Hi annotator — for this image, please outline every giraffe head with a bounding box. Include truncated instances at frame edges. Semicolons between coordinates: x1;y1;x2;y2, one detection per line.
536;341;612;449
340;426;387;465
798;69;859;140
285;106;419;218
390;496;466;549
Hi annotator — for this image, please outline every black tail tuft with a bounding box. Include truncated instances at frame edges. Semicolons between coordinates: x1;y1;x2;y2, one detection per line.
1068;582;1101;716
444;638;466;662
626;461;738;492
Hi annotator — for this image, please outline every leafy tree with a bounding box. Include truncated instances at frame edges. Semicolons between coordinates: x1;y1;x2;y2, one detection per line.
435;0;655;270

————————

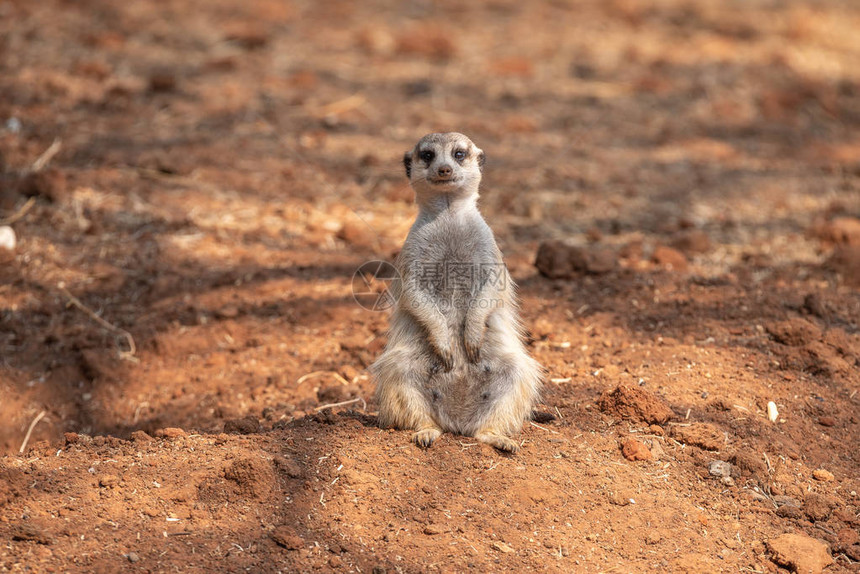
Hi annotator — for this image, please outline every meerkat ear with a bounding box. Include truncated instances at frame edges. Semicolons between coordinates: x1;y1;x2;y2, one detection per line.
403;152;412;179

————————

| Task |
Copy out the listing again word for word, from the line with "Hi annotator — for this image, please outline every giraffe" to the line with "390;496;466;549", both of those lines included.

| Written solution |
Hi annotator — for this image, please outline every giraffe head with a bounding box. Include truncated instances at frame edges. Semicolons between coordinates: x1;y1;x2;y2, one detection per line.
536;341;612;449
340;426;387;465
798;69;859;140
285;106;419;218
390;496;466;549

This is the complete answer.